** Input records follows **

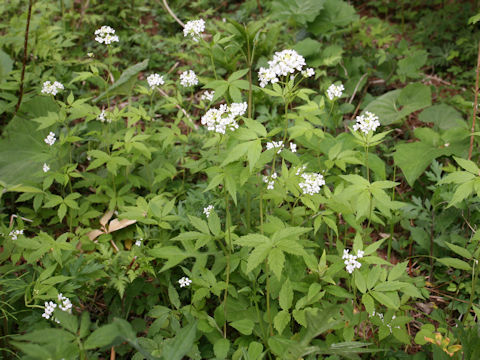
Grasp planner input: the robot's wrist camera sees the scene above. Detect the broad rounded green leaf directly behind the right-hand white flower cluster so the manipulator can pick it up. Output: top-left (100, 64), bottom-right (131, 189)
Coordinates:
top-left (365, 84), bottom-right (432, 125)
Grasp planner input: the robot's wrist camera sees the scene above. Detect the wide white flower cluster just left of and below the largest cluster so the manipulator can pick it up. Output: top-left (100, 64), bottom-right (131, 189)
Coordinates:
top-left (201, 103), bottom-right (248, 134)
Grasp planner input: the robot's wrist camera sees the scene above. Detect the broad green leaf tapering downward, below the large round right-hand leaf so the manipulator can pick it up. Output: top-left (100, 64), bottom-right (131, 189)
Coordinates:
top-left (393, 142), bottom-right (450, 186)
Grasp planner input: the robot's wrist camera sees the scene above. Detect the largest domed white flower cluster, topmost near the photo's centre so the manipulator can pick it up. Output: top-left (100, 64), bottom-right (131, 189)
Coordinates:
top-left (258, 50), bottom-right (313, 87)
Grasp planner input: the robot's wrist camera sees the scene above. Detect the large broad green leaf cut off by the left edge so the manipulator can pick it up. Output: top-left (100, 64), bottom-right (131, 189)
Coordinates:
top-left (0, 96), bottom-right (58, 185)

** End of Input records **

* _About this task_: Reproduce the listing exactly. The pictures are to be omitted.

* _Solution to the problem_:
Grasp planner input: the robot's wrist camera sees the scene above. Detect the broad rounded green leaf directly behind the right-hand white flower cluster so the manipulator can pick it up. Output: top-left (100, 64), bottom-right (131, 189)
Coordinates:
top-left (365, 84), bottom-right (432, 125)
Grasp planner input: the robot's wrist camera sees the scene above. Detect the wide white flower cluster just left of and below the largest cluster so the manipulator can pick it up. Output: top-left (100, 64), bottom-right (131, 189)
Coordinates:
top-left (201, 103), bottom-right (248, 134)
Grasp planner input: the robot's wrist camera sees the scene above. Detect the broad green leaf tapering downward, below the large round right-hand leaf so the manipulator can pick it up. Output: top-left (100, 64), bottom-right (131, 189)
Coordinates:
top-left (393, 142), bottom-right (450, 186)
Grasp planner input: the robot's wrist camera sees the scene above. Detect the largest domed white flower cluster, topmost near the photo's centre so the manipulator can pick it up. Output: top-left (100, 64), bottom-right (131, 189)
Coordinates:
top-left (258, 50), bottom-right (313, 87)
Grasp planner input: the robot's wrist camera sees the scene above. Detect the large broad green leaf cut off by the left edge so the manipulator can pick it up. Output: top-left (100, 64), bottom-right (131, 189)
Coordinates:
top-left (0, 96), bottom-right (58, 185)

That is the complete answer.